[Pointing dataset records]
— start —

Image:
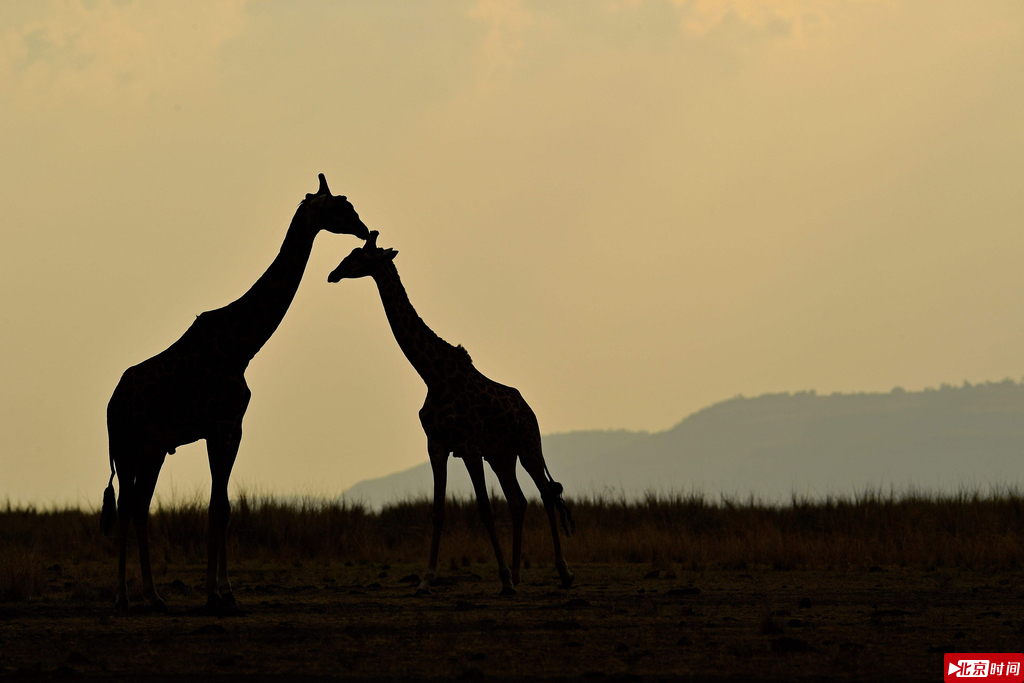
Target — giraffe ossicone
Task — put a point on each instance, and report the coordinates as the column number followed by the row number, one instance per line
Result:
column 196, row 389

— end —

* _WHAT YOU NEED TO DO_: Rewrite the rows above with "instance" swapped for "occurrence" everywhere it appears and nothing else changed. Leave the pictures out of your answer.

* _FINISHED TASK_:
Image:
Target — giraffe ossicone
Task — put a point on each occurrence, and report the coordinates as the column number followed by the row number, one occurrence per line
Result:
column 196, row 389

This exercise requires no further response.